### SET EXERCISE
All material below is to be reproduced exactly.

[Entries from a pointing dataset]
══════════

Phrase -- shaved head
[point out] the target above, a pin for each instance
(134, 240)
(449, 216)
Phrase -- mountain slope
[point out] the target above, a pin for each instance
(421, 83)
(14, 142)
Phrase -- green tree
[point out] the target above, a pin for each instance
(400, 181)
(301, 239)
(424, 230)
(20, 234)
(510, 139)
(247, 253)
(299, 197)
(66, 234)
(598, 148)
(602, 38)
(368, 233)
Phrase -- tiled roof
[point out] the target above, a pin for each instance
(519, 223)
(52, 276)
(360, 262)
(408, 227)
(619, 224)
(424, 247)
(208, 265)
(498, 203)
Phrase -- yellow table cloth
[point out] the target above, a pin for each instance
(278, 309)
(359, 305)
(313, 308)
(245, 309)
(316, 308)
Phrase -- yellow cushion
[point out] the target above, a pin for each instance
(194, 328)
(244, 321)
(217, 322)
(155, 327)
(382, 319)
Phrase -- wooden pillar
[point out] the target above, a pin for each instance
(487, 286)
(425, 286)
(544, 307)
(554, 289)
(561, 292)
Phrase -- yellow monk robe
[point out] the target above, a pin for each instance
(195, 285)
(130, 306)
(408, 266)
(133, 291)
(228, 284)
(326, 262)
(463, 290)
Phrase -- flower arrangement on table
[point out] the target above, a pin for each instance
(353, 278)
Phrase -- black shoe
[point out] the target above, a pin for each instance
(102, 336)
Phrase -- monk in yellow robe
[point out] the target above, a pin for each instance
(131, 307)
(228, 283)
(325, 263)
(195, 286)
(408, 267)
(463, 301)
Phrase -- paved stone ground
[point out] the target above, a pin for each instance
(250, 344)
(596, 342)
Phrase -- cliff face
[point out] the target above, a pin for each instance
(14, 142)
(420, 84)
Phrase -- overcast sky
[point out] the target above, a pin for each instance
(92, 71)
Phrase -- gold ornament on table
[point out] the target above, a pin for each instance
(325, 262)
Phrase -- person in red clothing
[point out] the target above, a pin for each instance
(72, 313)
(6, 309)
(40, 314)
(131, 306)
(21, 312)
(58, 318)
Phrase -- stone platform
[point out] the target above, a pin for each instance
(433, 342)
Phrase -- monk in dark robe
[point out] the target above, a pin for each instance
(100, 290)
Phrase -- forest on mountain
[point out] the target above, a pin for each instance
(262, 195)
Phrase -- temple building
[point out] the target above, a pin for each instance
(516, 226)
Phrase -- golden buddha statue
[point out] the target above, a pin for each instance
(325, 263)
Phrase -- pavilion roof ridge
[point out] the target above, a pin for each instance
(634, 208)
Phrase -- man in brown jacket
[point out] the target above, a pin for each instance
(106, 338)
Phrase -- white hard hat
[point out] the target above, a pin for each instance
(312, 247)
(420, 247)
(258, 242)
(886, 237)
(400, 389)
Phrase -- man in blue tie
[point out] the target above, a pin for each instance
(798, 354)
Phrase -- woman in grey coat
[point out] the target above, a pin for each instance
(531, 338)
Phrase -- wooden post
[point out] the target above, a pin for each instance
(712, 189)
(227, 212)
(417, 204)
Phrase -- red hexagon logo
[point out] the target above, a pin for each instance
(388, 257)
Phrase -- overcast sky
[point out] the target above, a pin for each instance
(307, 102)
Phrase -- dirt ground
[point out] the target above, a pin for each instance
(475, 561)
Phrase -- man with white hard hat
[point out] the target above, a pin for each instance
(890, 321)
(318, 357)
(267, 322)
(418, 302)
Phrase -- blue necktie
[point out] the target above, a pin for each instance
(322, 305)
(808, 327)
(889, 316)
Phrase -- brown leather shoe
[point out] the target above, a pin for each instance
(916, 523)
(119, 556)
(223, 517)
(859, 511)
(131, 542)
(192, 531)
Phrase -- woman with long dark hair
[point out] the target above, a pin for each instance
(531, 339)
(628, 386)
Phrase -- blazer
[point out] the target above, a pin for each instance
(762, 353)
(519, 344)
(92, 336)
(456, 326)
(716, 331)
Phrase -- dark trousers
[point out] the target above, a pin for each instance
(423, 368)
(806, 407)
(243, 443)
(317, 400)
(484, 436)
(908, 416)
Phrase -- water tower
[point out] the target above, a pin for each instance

══════════

### EXERCISE SOLUTION
Phrase -- shaved head
[point out] the target above, a pin for each instance
(134, 240)
(449, 216)
Phrase -- mountain slope
[point out] the target above, a pin for each instance
(421, 83)
(14, 142)
Phrase -- green tree
[point out] the target above, a pin for each instance
(400, 181)
(301, 239)
(424, 230)
(20, 234)
(510, 139)
(247, 253)
(299, 197)
(66, 234)
(598, 148)
(602, 38)
(368, 233)
Phrase -- tiled roof
[point out] the target above, a pin for each instance
(519, 223)
(52, 276)
(360, 262)
(408, 227)
(619, 224)
(424, 247)
(208, 265)
(498, 203)
Phrase -- yellow table cloth
[point out] the target above, a pin for each instance
(278, 309)
(359, 305)
(313, 308)
(245, 309)
(316, 308)
Phrase -- yellow cushion
[point out] the target above, a pin for each instance
(194, 328)
(244, 321)
(217, 322)
(155, 327)
(382, 319)
Phrase -- wooden pillar
[point out] the target above, a pin for each instance
(487, 286)
(425, 286)
(544, 307)
(554, 289)
(561, 292)
Phrase -- yellow monk robe
[point out] the target above, a pin for each instance
(195, 285)
(130, 306)
(408, 266)
(133, 291)
(228, 284)
(326, 262)
(463, 290)
Phrase -- flower arrangement on table
[point out] the target above, a pin for each instance
(353, 278)
Phrase -- black shoe
[point out] the target above, a pin for each instance
(102, 336)
Phrase -- monk in yellow robe
[point out] the target above, a pin for each instance
(131, 307)
(228, 283)
(325, 263)
(195, 286)
(408, 267)
(463, 301)
Phrase -- paved stone ground
[point out] the target above, a pin for each instance
(250, 344)
(596, 342)
Phrase -- cliff face
[point out] the target above, a pin for each instance
(14, 142)
(420, 84)
Phrase -- overcast sky
[point out] the target above, a pin for each instance
(92, 71)
Phrase -- gold ornament on table
[point out] the target above, a pin for each instance
(325, 262)
Phrase -- person in red clothing
[point out] the target above, a pin for each instance
(72, 313)
(6, 309)
(40, 314)
(131, 306)
(21, 312)
(58, 318)
Phrase -- stone platform
[point out] the target above, a pin for each instance
(433, 342)
Phrase -- monk in dark robe
[point out] the target above, a pin for each instance
(100, 290)
Phrase -- forest on mountain
[point out] the target above, a pin for each instance
(262, 195)
Phrase -- temple building
[point out] the target above, a pin for each instance
(516, 226)
Phrase -- golden buddha statue
[point out] the target above, a pin for each instance
(325, 263)
Phrase -- pavilion roof ridge
[point out] the target above, a pin for each instance
(634, 208)
Phrase -- man in brown jacket
[point out] the target above, a pin for each instance
(106, 338)
Phrase -- white hard hat
[point out] the target above, a pin for each instance
(312, 247)
(420, 247)
(258, 242)
(886, 237)
(400, 389)
Phrase -- man in blue tie
[point out] the target above, a pin for each instance
(798, 354)
Phrase -- woman in grey coat
[point out] the target above, a pin for each instance
(531, 338)
Phrase -- wooden post
[point out] the target above, a pin for each instance
(712, 189)
(227, 212)
(417, 204)
Phrase -- red hexagon logo
[point out] the target above, a pin for each instance
(388, 257)
Phrase -- overcast sky
[point out] the target above, a pin for each instance
(307, 102)
Phrase -- dirt ground
[point out] the target above, a pin for each instance
(475, 561)
Phrase -- man with white hard hat
[point out] the target above, a pin for each instance
(890, 321)
(318, 357)
(267, 322)
(418, 302)
Phrase -- blue necktie
[point out] the target above, a pin for each instance
(322, 305)
(808, 327)
(889, 316)
Phrase -- brown leather shoe
[point out] the target above, a pin for each instance
(916, 523)
(119, 556)
(223, 517)
(859, 511)
(131, 542)
(192, 531)
Phrase -- woman with long dark hair
[point out] the target above, a pin for each instance
(531, 339)
(628, 386)
Phrase -- blazer
[point out] the target above, a pin for each instance
(762, 353)
(519, 344)
(92, 336)
(456, 326)
(716, 331)
Phrase -- dark trousers
[point out] the target above, a pin for each instance
(423, 368)
(806, 407)
(243, 443)
(317, 400)
(484, 436)
(908, 416)
Phrase -- water tower
[point out] the target above, a pin for each instance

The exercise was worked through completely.